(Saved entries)
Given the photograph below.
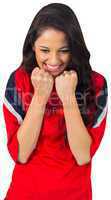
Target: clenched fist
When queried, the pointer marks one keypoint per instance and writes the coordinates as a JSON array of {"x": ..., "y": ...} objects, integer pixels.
[{"x": 42, "y": 82}]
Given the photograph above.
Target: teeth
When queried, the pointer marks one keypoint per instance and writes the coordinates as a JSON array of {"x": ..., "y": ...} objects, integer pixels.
[{"x": 52, "y": 67}]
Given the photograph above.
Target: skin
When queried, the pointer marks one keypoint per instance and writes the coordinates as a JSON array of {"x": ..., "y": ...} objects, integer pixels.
[{"x": 53, "y": 40}]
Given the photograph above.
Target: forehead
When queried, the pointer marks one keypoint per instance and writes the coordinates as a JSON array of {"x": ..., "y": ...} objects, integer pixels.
[{"x": 53, "y": 37}]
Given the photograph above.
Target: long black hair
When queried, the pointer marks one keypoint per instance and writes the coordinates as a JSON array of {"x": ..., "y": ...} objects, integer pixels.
[{"x": 61, "y": 17}]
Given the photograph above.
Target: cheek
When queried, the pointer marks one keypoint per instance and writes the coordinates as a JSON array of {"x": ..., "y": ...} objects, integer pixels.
[{"x": 65, "y": 58}]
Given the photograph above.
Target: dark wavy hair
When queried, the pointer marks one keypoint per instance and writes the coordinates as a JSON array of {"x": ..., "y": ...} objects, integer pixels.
[{"x": 61, "y": 17}]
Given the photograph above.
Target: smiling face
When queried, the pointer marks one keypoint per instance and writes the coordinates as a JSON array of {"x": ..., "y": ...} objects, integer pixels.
[{"x": 52, "y": 51}]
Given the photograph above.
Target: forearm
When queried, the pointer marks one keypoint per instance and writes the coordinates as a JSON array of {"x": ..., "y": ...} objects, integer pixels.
[
  {"x": 28, "y": 132},
  {"x": 78, "y": 136}
]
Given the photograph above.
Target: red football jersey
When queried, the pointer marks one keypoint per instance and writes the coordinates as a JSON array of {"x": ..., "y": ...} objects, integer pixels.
[{"x": 51, "y": 171}]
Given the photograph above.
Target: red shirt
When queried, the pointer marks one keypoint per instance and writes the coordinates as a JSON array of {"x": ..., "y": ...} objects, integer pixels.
[{"x": 51, "y": 171}]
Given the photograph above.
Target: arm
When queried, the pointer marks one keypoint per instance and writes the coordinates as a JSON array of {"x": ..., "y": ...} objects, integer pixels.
[{"x": 78, "y": 136}]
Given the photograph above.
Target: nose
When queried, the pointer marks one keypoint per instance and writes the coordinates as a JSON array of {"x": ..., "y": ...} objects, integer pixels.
[{"x": 54, "y": 59}]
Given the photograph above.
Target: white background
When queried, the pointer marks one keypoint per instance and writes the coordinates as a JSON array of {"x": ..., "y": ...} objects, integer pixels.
[{"x": 94, "y": 17}]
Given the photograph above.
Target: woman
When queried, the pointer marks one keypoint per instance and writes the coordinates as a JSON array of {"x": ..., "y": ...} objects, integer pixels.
[{"x": 55, "y": 110}]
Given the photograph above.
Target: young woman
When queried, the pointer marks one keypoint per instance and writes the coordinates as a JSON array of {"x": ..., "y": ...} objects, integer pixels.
[{"x": 55, "y": 110}]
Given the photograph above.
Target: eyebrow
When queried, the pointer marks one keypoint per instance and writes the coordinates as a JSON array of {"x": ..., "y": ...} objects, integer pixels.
[{"x": 59, "y": 48}]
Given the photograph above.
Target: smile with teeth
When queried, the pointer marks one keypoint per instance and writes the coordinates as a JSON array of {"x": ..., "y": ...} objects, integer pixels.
[{"x": 52, "y": 68}]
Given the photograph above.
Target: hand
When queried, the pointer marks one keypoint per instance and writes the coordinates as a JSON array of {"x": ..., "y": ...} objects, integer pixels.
[
  {"x": 42, "y": 82},
  {"x": 66, "y": 84}
]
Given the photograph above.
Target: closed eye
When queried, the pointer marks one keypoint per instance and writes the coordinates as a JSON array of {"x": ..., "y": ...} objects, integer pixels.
[{"x": 63, "y": 51}]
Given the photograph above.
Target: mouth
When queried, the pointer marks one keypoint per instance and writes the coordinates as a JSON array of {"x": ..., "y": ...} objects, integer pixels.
[{"x": 54, "y": 68}]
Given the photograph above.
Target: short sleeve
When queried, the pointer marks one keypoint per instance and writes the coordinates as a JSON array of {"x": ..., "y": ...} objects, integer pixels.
[
  {"x": 13, "y": 115},
  {"x": 98, "y": 128}
]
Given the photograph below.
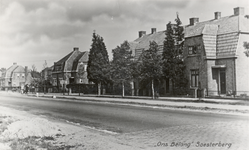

> [Written task]: Which lines above contain the word "teeth"? Pull out each one and copy it in full.

> [Written reply]:
Target: teeth
Target: smile with teeth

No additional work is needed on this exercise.